What is asked:
Copy out the listing below word for word, but leave out the picture.

── Material supplied ──

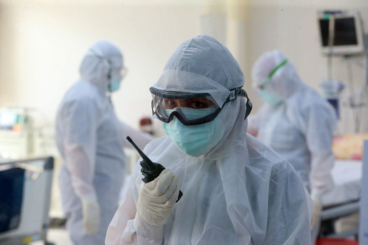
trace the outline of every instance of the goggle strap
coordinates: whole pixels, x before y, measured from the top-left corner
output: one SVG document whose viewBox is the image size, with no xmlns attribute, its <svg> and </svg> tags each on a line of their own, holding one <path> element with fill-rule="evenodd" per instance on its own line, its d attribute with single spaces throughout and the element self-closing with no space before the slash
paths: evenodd
<svg viewBox="0 0 368 245">
<path fill-rule="evenodd" d="M 230 101 L 234 100 L 238 96 L 245 97 L 247 99 L 248 99 L 248 95 L 247 94 L 247 92 L 243 89 L 240 88 L 237 88 L 230 90 L 230 94 L 227 97 L 225 103 L 226 104 Z"/>
<path fill-rule="evenodd" d="M 281 62 L 281 63 L 280 64 L 276 66 L 273 69 L 273 70 L 271 71 L 270 74 L 268 74 L 268 79 L 271 79 L 271 78 L 272 78 L 274 74 L 275 74 L 276 73 L 276 72 L 277 71 L 277 70 L 284 65 L 287 63 L 287 59 L 285 59 L 282 62 Z"/>
</svg>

───

Solution to the exercise:
trace the outline of every instance of the goggle strap
coordinates: whole pixels, x before y, measured from the top-left corner
output: one SVG document whose viewBox is the image size, with no xmlns attribute, its <svg> and </svg> tags each on a line of their own, holding one <path> element with fill-rule="evenodd" per instance on its own line, its d attribute with single spaces throughout and the element self-closing with no space before the slash
paths: evenodd
<svg viewBox="0 0 368 245">
<path fill-rule="evenodd" d="M 230 101 L 234 100 L 238 96 L 245 97 L 247 99 L 248 99 L 248 95 L 247 94 L 247 92 L 243 89 L 240 88 L 237 88 L 230 90 L 230 94 L 227 97 L 225 103 L 226 104 Z"/>
<path fill-rule="evenodd" d="M 281 62 L 281 63 L 280 64 L 276 66 L 273 69 L 273 70 L 271 71 L 270 74 L 268 74 L 268 79 L 271 79 L 271 78 L 272 78 L 274 74 L 275 74 L 276 73 L 276 72 L 277 71 L 277 70 L 284 65 L 287 63 L 287 59 L 285 59 L 282 62 Z"/>
</svg>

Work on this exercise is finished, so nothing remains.